┌────────
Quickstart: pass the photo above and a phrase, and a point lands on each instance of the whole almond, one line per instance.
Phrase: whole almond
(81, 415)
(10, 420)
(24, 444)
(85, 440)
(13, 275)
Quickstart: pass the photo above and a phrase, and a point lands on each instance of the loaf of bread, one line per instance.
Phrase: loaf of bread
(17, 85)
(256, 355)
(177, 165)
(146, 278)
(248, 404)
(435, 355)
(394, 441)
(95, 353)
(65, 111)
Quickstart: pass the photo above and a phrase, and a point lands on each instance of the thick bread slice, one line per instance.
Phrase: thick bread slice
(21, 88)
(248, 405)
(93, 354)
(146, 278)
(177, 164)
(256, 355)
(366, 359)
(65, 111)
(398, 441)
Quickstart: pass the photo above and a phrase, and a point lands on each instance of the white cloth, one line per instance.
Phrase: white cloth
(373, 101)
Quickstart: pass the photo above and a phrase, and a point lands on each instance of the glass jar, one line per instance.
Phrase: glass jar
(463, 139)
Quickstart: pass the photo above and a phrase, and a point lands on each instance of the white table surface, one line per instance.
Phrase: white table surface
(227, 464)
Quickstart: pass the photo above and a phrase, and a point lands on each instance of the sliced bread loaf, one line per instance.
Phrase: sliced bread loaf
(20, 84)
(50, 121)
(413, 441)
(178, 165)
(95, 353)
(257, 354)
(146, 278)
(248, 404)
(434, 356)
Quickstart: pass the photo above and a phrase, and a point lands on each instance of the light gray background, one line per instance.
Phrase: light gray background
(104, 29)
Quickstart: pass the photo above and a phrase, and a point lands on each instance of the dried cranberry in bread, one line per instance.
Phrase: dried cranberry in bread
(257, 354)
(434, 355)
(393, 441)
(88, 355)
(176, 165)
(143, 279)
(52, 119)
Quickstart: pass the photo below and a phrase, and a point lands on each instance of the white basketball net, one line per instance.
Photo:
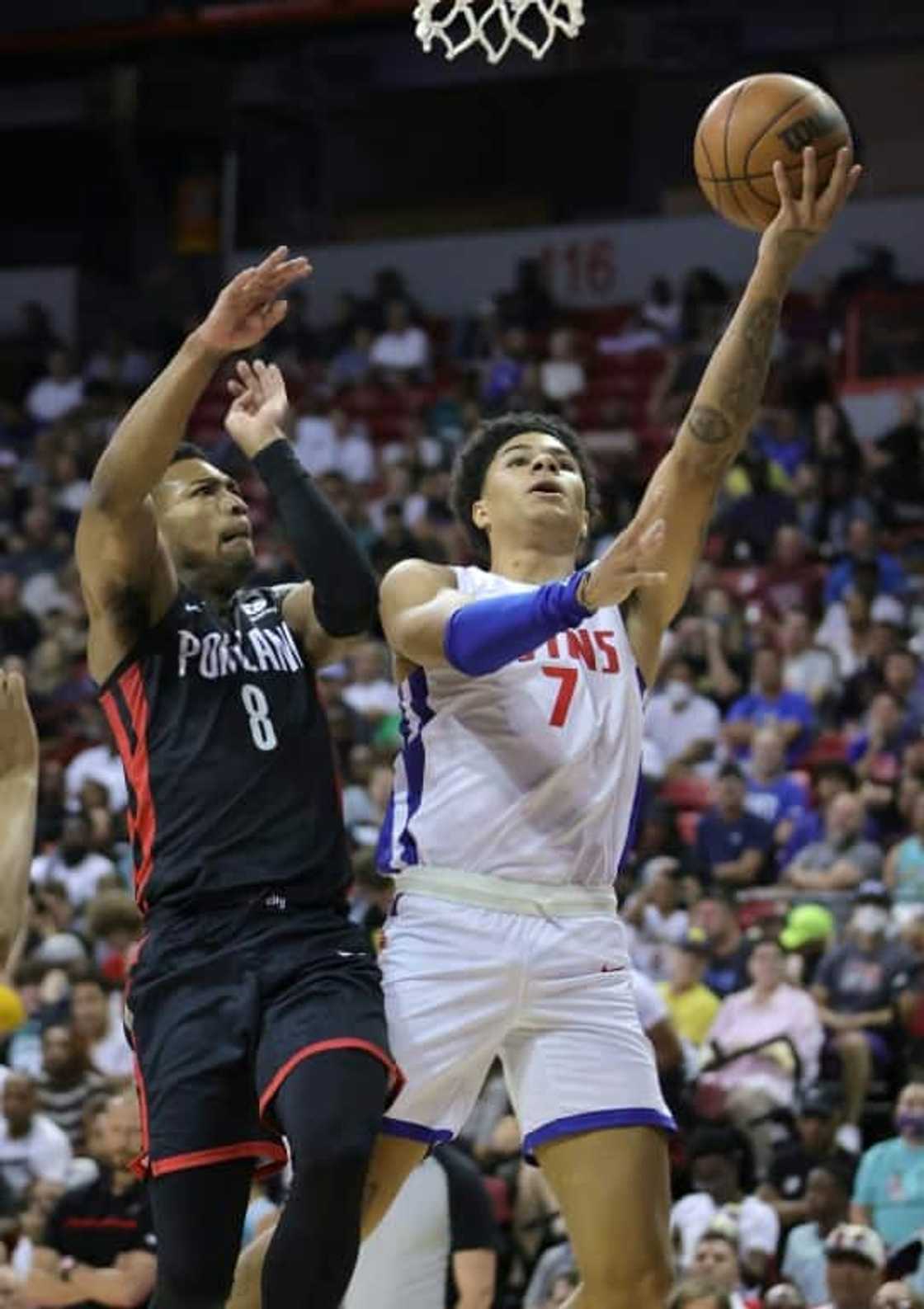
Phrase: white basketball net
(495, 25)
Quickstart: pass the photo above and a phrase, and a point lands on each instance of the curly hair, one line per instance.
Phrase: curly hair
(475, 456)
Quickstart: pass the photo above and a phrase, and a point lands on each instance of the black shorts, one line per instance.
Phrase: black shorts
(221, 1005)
└────────
*What is needed*:
Rewrite every line of the rows above as a Markdown table with two columns, Number and Text, giving each line its own sequential number and skipping blank lines. Leave the pictures out of the table.

*Task result*:
| Number | Text |
|---|---|
| 1 | Quickstart: pass the photo above and a phrase, and a point lands on each instance of the whole almond, one line per instance. |
| 2 | Phrase: whole almond |
| 3 | (81, 415) |
| 4 | (10, 420) |
| 5 | (24, 444) |
| 6 | (85, 440) |
| 7 | (13, 275) |
| 8 | Quickstart: pass the photo above and a phrase, and a point lands on each instance of the loaf of bread, one line per instance. |
| 9 | Phrase: loaf of bread |
| 10 | (17, 85) |
| 11 | (256, 355) |
| 12 | (177, 165) |
| 13 | (146, 278) |
| 14 | (248, 404) |
| 15 | (435, 355) |
| 16 | (394, 441) |
| 17 | (95, 353) |
| 18 | (65, 111) |
| 19 | Quickstart: pass the photo above and a phrase, and a point lands on each instance of the thick bread slice, one line per instance. |
| 20 | Phrase: thick bread slice |
| 21 | (21, 88) |
| 22 | (248, 405) |
| 23 | (93, 354) |
| 24 | (146, 278) |
| 25 | (177, 164) |
| 26 | (256, 355) |
| 27 | (366, 359) |
| 28 | (65, 111) |
| 29 | (398, 441) |
| 30 | Quickstart: pass the photo above and a phrase, and a point lands on each instance of the white cloth, one line per instance. |
| 31 | Phrase: white cloth |
| 32 | (373, 101) |
| 33 | Quickstart: pass the photo above and a phrase, and a point lands on each instance of the glass jar, one line per instance. |
| 34 | Phrase: glass jar |
| 35 | (463, 139) |
| 36 | Quickstart: pass the photo above and a phrase, and a point lands on each instance of the white table surface, one line per instance. |
| 37 | Phrase: white table surface |
| 38 | (227, 464) |
| 39 | Quickstart: pass the photo above and a phrase, and a point lands on each instance of the sliced bread loaf, one line per instance. |
| 40 | Phrase: sliced bread loaf |
| 41 | (20, 84) |
| 42 | (50, 121) |
| 43 | (413, 441) |
| 44 | (178, 165) |
| 45 | (95, 353) |
| 46 | (257, 354) |
| 47 | (146, 278) |
| 48 | (248, 404) |
| 49 | (434, 356) |
| 50 | Quickstart: pass the photo above and a phrase, and a point lands on each instance of the light gray background, one line per instance. |
| 51 | Phrase: light gray background |
| 52 | (104, 29) |
| 53 | Quickstart: pass the photo above and a phrase, and a point lands on each instance of the dried cranberry in bread, one line per instance. |
| 54 | Phrase: dried cranberry in bread |
| 55 | (257, 354) |
| 56 | (434, 355) |
| 57 | (393, 441) |
| 58 | (88, 355) |
| 59 | (176, 165) |
| 60 | (143, 279) |
| 61 | (52, 119) |
| 62 | Quickstart: pass the photo below and a phrase, and a point lands on each instance of the white basketball net, one line per instance. |
| 63 | Photo: |
| 64 | Phrase: white basketball net |
| 65 | (495, 25) |
| 66 | Quickstart: pass the photo above and a phrase, and a point lands on each instance of the curly hair, one line per instance. |
| 67 | Phrase: curly hair |
| 68 | (475, 456) |
| 69 | Quickstart: pass the photo above and a phrase, and a point lands on each instance of the black shorts, one line per instance. |
| 70 | Phrase: black shorts |
| 71 | (221, 1005) |